• [What to work on]: All lines below containing the string "leaf" are to be copied.

-- Opening Marker --

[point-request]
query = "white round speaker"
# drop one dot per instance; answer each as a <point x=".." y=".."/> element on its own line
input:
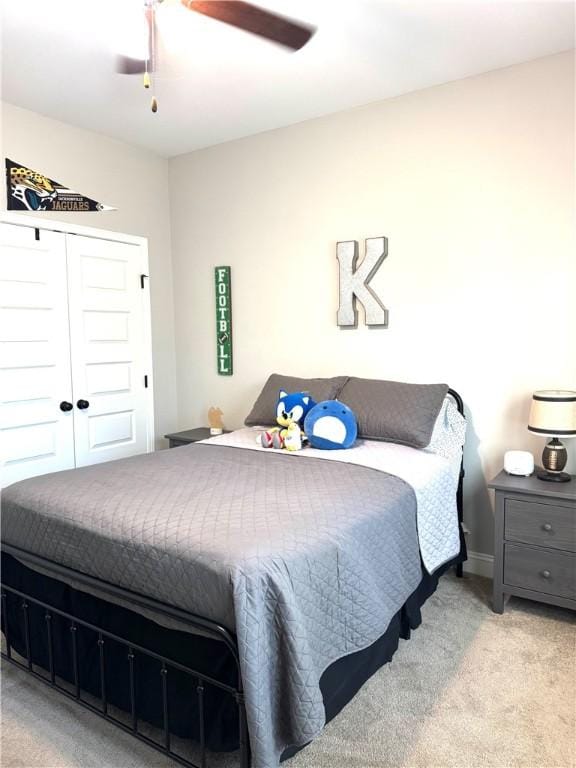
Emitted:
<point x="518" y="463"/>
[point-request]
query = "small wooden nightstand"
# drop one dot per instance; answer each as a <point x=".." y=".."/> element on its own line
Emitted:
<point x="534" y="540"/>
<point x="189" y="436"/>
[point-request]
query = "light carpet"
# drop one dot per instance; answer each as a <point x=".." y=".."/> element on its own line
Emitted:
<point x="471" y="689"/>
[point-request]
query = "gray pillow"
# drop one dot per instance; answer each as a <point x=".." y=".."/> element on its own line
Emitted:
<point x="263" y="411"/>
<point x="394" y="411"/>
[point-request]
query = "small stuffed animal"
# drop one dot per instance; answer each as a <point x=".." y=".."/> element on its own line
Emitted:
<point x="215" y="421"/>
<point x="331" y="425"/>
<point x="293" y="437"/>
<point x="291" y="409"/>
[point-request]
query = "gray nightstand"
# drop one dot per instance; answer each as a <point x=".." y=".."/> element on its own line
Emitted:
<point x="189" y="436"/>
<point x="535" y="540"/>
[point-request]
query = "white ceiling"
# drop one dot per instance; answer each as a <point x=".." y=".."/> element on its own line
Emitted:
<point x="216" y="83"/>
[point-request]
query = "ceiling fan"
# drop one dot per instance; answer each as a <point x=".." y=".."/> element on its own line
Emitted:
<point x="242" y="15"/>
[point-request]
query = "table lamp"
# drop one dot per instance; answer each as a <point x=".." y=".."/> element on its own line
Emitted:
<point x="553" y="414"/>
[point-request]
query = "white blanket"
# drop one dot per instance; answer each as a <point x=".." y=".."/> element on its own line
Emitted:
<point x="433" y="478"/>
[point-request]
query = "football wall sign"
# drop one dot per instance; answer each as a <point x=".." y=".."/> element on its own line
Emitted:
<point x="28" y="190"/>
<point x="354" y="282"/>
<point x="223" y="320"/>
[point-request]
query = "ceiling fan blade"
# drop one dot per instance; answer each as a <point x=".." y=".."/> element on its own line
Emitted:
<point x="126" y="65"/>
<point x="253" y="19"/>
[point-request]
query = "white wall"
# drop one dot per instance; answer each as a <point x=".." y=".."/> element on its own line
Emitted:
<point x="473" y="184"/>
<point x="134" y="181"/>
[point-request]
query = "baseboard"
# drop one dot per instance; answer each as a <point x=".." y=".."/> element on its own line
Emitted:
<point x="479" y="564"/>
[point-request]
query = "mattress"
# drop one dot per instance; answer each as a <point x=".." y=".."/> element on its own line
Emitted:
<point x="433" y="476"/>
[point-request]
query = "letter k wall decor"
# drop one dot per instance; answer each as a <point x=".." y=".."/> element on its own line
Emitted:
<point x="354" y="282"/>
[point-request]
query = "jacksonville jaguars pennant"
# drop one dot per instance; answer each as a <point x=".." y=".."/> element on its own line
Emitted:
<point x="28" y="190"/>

-- Closing Marker --
-- Opening Marker --

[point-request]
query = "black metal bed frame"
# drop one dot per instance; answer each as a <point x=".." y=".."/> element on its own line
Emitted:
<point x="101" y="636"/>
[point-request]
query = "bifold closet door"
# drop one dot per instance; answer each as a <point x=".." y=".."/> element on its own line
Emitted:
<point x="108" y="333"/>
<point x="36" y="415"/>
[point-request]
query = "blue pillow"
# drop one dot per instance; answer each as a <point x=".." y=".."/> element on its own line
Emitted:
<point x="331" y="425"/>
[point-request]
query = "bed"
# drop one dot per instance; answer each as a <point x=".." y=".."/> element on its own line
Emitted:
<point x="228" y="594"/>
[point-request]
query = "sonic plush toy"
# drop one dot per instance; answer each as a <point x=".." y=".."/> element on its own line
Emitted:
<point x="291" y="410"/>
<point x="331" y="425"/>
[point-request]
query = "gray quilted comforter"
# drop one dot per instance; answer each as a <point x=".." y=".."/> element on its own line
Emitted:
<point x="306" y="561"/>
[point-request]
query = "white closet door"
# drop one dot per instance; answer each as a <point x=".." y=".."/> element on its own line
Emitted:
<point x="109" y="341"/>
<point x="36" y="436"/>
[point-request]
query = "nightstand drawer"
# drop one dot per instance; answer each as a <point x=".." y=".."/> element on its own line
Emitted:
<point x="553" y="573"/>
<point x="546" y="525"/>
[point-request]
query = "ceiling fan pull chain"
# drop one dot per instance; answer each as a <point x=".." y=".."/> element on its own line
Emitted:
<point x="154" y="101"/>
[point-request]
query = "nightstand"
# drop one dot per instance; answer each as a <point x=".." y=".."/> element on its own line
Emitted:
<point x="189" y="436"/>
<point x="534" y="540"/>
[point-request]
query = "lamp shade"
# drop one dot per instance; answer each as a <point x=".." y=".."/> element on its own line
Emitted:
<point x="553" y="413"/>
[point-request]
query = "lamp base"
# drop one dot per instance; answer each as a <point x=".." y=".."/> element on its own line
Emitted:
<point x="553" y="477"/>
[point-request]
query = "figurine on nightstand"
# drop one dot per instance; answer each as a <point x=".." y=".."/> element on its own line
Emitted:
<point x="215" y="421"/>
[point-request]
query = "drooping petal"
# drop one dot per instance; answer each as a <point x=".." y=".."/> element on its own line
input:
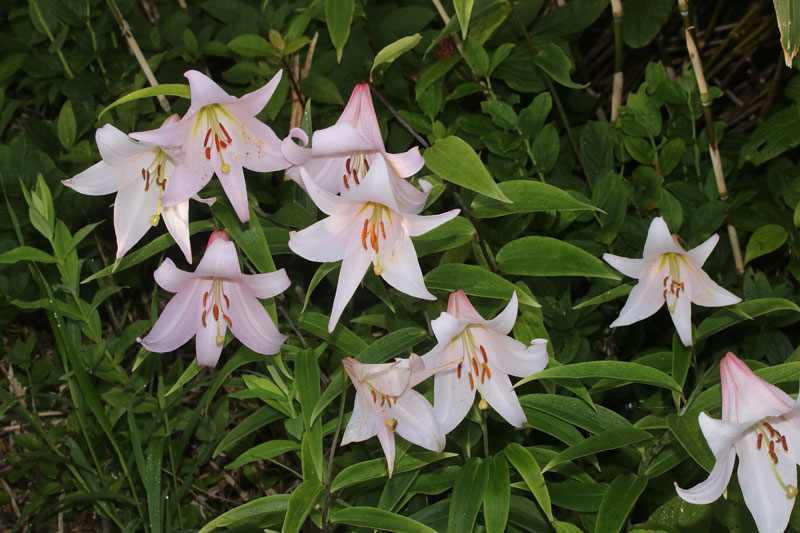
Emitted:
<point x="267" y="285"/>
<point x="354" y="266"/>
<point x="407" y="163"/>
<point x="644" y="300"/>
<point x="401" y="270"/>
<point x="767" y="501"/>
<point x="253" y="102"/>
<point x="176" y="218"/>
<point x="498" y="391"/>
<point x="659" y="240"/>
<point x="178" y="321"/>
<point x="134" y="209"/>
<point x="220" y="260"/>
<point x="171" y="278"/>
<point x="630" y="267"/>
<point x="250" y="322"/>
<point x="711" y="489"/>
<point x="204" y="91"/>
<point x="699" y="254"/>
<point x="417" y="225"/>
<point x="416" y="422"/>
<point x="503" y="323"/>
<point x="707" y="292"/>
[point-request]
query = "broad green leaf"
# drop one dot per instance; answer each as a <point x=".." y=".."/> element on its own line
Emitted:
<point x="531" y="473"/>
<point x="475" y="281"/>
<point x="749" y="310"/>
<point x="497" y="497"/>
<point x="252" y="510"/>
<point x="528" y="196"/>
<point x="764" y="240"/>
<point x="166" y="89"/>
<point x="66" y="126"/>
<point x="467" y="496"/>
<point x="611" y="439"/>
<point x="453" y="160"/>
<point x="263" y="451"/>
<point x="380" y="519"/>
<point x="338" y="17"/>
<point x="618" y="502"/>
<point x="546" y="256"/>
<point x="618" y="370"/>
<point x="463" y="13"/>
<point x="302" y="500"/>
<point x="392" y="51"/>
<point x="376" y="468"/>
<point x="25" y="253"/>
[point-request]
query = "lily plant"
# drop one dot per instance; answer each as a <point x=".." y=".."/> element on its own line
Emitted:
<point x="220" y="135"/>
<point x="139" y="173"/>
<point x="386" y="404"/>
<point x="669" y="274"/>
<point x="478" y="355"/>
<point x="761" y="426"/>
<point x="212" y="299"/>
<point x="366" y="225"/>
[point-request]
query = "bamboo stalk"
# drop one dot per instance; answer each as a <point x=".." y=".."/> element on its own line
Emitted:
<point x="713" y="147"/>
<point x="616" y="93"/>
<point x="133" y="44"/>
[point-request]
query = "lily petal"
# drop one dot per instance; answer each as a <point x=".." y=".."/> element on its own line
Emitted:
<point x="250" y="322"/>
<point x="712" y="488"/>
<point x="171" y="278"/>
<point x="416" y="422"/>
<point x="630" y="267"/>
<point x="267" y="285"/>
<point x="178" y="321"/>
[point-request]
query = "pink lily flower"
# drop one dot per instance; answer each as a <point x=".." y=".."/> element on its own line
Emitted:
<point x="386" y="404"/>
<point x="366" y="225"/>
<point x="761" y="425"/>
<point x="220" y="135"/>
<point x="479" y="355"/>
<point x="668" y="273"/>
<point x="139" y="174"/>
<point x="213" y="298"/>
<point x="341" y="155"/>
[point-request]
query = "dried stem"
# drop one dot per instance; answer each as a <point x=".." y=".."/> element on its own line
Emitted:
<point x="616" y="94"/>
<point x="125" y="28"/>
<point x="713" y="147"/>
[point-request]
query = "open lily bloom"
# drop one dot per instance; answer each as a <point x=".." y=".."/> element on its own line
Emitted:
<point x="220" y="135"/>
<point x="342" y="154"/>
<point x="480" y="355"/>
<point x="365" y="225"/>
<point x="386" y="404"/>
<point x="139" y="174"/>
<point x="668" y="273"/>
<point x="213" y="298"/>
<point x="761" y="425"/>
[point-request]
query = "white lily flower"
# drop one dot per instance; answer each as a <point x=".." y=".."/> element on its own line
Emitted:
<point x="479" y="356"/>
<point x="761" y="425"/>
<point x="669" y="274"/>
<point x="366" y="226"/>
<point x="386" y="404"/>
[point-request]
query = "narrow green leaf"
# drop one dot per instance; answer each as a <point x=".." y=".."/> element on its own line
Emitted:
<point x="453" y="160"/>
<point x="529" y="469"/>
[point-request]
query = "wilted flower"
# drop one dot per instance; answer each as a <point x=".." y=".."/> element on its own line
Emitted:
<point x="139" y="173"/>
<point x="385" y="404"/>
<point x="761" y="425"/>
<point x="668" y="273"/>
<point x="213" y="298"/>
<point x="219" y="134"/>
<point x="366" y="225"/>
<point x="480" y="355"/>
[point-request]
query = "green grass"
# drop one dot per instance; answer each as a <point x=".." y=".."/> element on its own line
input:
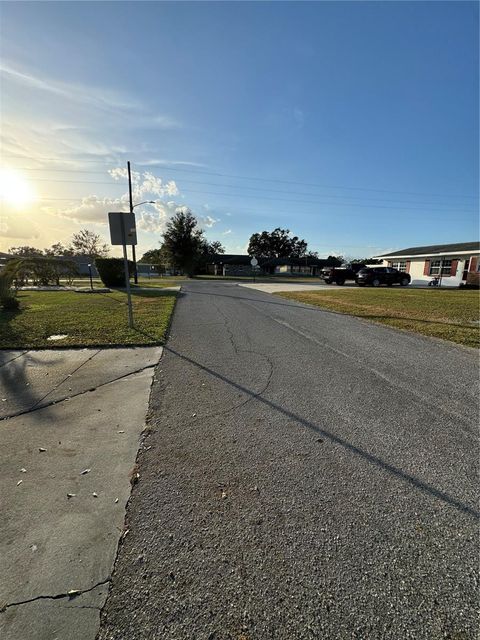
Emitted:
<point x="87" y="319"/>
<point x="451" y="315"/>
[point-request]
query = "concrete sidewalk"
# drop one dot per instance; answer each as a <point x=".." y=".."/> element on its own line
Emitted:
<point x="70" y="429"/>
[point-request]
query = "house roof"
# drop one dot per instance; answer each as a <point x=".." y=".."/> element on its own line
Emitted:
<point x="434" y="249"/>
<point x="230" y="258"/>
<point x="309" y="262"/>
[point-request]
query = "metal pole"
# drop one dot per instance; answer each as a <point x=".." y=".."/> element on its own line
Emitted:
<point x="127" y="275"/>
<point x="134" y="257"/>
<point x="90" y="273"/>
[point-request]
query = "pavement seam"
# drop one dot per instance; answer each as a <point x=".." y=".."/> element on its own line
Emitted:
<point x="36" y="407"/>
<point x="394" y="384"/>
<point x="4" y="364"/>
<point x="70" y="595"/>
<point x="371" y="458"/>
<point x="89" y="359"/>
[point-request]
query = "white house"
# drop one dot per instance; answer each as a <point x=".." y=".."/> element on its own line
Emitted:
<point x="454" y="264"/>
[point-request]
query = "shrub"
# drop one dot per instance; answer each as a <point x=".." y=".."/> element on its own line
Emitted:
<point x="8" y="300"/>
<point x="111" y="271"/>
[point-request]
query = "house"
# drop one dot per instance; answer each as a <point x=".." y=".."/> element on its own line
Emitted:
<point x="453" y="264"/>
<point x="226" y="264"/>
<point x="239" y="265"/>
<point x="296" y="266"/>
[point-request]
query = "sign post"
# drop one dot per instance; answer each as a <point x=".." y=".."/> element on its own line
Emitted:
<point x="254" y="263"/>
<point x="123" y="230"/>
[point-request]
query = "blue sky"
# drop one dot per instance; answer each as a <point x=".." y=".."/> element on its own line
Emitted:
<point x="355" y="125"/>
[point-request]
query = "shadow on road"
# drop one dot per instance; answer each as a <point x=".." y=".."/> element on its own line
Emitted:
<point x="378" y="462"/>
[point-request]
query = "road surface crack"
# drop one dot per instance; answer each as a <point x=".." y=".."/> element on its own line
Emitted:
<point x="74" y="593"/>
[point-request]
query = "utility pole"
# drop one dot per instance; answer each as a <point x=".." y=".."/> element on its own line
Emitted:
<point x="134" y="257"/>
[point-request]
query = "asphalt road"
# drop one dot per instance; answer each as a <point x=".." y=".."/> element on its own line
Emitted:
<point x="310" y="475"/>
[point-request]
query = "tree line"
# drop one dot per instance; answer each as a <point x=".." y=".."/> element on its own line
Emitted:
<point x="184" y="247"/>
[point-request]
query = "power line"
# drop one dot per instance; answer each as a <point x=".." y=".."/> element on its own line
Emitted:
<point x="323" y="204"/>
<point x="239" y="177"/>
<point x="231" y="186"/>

-- Closing Marker --

• [Answer to this problem]:
query = "broad green leaf"
query = "narrow green leaf"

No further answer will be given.